▶ _Task brief_:
From the entries below, copy every line that contains the string "pink". The match is case-sensitive.

☆ ☆ ☆ ☆ ☆ ☆ ☆

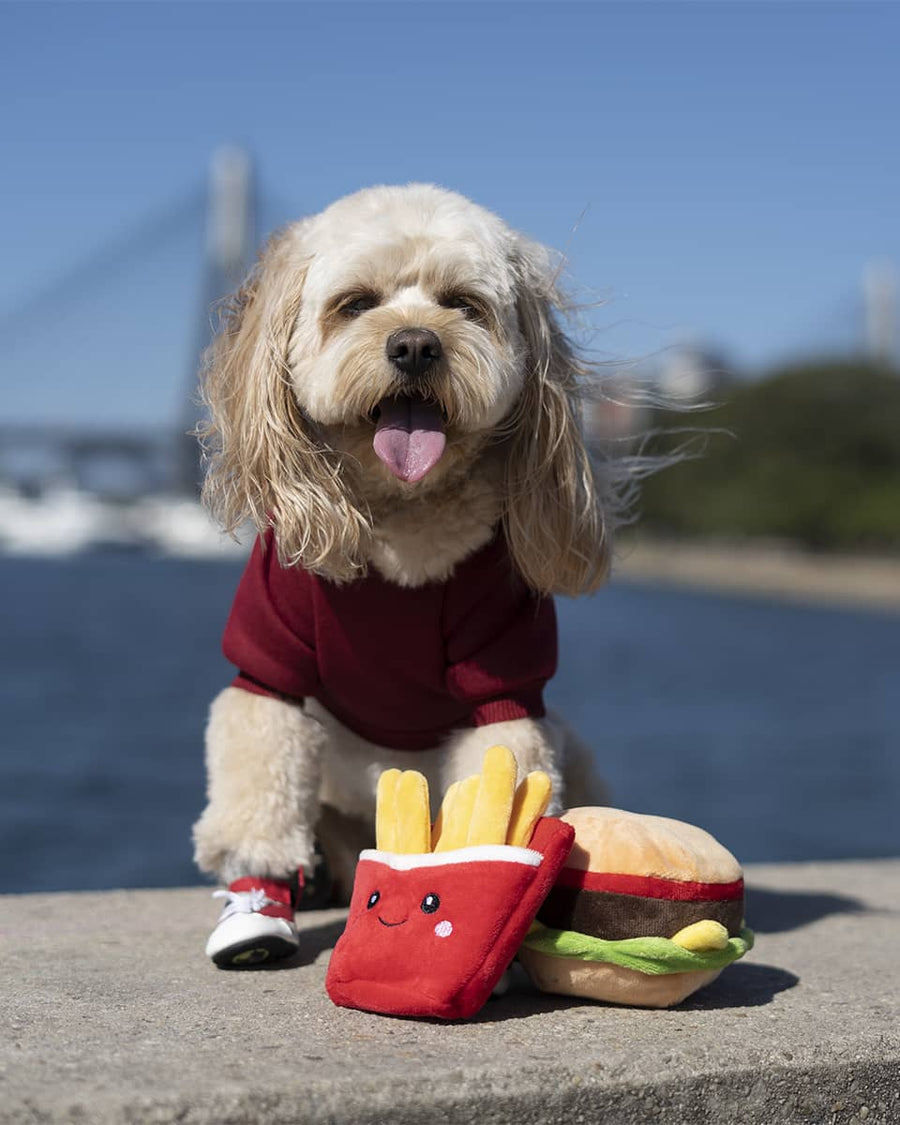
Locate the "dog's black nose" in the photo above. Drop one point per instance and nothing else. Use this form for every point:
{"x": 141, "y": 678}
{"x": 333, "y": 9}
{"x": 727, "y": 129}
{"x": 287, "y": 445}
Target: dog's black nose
{"x": 412, "y": 351}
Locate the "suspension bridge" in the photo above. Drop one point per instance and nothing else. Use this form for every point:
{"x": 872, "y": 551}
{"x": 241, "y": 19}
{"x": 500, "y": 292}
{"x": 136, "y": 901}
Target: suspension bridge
{"x": 115, "y": 311}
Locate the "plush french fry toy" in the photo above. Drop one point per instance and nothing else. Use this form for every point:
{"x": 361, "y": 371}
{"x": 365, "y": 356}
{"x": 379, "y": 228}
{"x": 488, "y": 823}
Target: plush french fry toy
{"x": 439, "y": 911}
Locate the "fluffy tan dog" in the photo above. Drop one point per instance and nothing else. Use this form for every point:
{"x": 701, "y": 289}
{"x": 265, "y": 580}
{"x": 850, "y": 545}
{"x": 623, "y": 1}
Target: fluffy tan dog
{"x": 392, "y": 399}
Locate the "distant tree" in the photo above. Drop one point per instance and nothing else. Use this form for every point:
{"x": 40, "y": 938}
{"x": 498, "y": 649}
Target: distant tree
{"x": 811, "y": 453}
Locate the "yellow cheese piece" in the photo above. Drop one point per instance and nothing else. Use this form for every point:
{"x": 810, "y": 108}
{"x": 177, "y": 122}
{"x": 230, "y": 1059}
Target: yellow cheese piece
{"x": 702, "y": 936}
{"x": 386, "y": 810}
{"x": 529, "y": 806}
{"x": 413, "y": 835}
{"x": 494, "y": 799}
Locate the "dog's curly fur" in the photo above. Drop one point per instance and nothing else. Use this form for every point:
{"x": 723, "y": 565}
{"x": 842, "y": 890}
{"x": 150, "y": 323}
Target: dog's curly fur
{"x": 293, "y": 384}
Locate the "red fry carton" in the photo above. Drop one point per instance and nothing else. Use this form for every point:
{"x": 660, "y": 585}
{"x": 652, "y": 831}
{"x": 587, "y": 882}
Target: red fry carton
{"x": 432, "y": 934}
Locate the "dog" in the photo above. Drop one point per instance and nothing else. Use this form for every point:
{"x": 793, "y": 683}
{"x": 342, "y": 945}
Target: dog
{"x": 393, "y": 402}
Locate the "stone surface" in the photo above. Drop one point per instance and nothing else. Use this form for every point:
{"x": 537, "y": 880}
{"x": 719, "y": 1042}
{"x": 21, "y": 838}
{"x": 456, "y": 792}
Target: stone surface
{"x": 110, "y": 1013}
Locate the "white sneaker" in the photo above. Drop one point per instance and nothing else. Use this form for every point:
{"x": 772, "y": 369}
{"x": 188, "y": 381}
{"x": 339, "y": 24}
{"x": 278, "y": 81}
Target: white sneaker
{"x": 255, "y": 926}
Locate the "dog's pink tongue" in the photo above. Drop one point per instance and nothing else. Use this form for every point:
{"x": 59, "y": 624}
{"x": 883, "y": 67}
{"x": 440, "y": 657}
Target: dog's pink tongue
{"x": 410, "y": 437}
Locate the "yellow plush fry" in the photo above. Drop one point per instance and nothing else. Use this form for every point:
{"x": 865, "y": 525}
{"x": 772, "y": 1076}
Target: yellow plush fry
{"x": 702, "y": 936}
{"x": 413, "y": 815}
{"x": 386, "y": 811}
{"x": 529, "y": 806}
{"x": 443, "y": 817}
{"x": 494, "y": 800}
{"x": 456, "y": 824}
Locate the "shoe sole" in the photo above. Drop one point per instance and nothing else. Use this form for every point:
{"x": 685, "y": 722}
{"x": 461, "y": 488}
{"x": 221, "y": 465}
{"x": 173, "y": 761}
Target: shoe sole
{"x": 254, "y": 952}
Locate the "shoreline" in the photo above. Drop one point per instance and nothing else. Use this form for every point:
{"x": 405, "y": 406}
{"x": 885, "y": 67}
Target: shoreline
{"x": 762, "y": 569}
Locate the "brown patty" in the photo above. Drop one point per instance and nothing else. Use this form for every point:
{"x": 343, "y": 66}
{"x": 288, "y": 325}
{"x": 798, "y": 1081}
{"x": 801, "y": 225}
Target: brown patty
{"x": 614, "y": 917}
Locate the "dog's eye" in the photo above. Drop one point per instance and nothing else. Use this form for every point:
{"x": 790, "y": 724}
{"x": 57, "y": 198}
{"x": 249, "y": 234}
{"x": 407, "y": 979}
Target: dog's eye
{"x": 357, "y": 305}
{"x": 467, "y": 305}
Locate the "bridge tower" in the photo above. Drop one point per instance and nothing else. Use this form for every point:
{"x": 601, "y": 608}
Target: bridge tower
{"x": 231, "y": 240}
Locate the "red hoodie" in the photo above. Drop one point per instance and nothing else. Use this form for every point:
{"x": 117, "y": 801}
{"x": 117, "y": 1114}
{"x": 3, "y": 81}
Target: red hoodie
{"x": 401, "y": 666}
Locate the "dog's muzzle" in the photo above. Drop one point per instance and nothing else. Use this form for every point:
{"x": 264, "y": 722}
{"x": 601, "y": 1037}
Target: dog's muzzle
{"x": 413, "y": 351}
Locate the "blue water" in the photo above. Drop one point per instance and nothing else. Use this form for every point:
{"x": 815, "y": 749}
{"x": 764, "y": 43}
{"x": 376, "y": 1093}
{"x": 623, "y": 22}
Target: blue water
{"x": 774, "y": 727}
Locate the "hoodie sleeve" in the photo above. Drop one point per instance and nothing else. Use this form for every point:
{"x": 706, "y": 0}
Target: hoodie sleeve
{"x": 270, "y": 632}
{"x": 501, "y": 642}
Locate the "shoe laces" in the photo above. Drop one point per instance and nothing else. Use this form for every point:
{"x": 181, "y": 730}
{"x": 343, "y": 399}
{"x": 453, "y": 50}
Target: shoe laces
{"x": 244, "y": 901}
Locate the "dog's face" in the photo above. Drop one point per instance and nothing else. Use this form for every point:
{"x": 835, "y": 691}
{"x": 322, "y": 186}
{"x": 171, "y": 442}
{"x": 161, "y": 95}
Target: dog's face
{"x": 407, "y": 344}
{"x": 404, "y": 343}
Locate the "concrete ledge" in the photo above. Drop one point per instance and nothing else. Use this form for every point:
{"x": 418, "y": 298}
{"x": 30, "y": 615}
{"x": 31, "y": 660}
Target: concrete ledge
{"x": 110, "y": 1013}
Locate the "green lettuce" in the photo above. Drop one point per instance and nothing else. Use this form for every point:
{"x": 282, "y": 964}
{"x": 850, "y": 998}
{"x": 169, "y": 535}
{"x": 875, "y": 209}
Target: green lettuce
{"x": 655, "y": 955}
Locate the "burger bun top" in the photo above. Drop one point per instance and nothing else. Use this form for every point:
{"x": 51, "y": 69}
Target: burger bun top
{"x": 615, "y": 842}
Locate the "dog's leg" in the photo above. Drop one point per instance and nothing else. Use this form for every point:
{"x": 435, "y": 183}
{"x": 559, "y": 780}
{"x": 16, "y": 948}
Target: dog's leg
{"x": 547, "y": 744}
{"x": 263, "y": 765}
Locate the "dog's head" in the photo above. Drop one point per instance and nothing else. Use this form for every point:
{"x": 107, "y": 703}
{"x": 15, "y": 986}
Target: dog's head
{"x": 384, "y": 349}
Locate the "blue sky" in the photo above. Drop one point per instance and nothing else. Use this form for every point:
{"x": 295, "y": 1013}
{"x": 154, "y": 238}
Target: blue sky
{"x": 735, "y": 165}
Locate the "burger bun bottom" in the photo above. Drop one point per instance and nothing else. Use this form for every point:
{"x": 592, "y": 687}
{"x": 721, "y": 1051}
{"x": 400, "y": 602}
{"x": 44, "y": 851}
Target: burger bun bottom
{"x": 611, "y": 983}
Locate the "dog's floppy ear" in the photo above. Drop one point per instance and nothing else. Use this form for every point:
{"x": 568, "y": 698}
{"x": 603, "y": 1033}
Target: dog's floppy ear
{"x": 554, "y": 513}
{"x": 264, "y": 460}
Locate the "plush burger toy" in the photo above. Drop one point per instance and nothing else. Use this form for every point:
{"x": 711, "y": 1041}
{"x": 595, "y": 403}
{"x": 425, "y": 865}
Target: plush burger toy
{"x": 645, "y": 911}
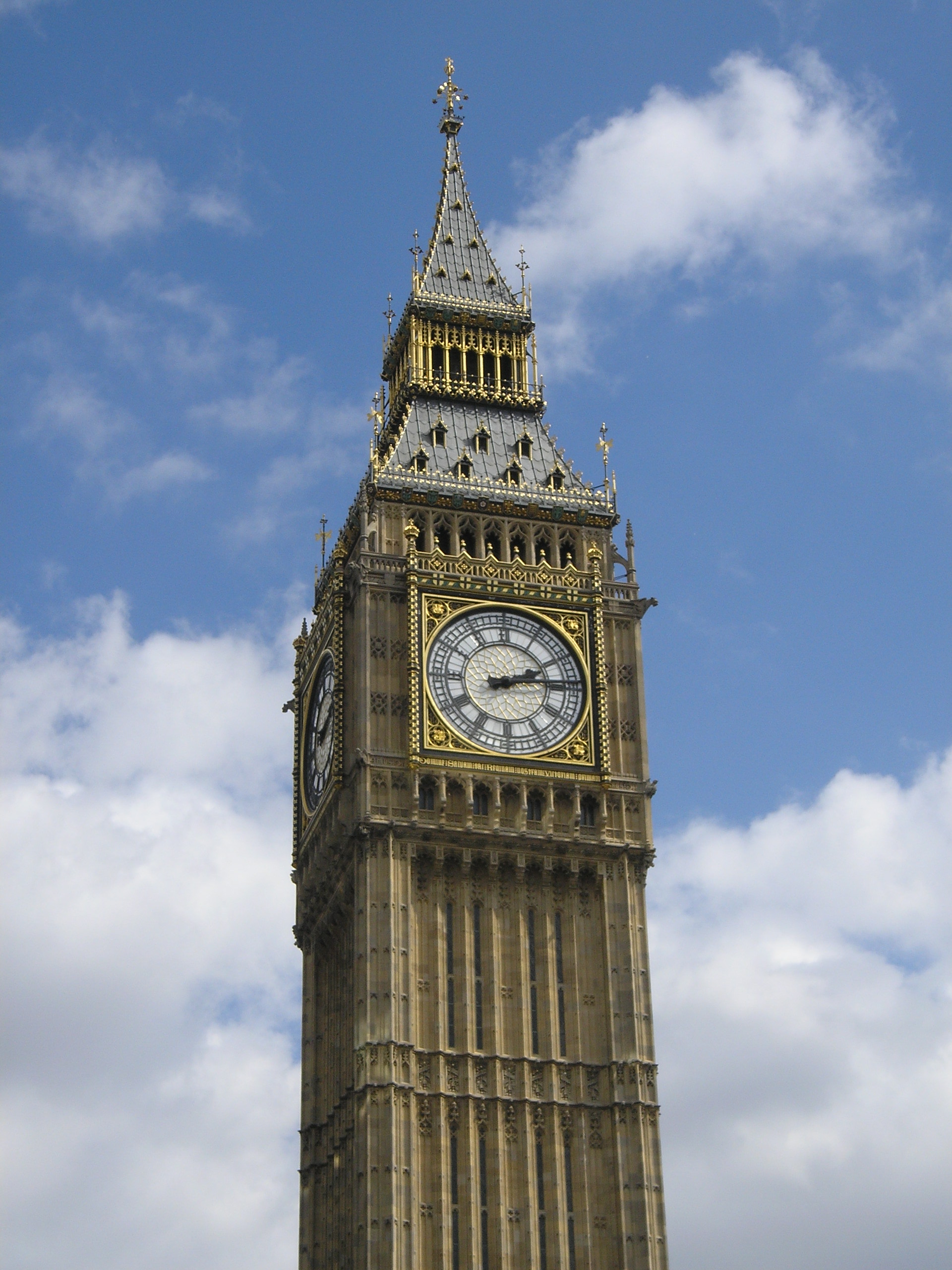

☆ ☆ ☆ ☆ ☆ ☆ ☆

▶ _Answer for the task_:
Locate the "dog's pink tongue" in the photo above. Drop one point per instance and nothing else. Use this form for every point:
Target: dog's pink tongue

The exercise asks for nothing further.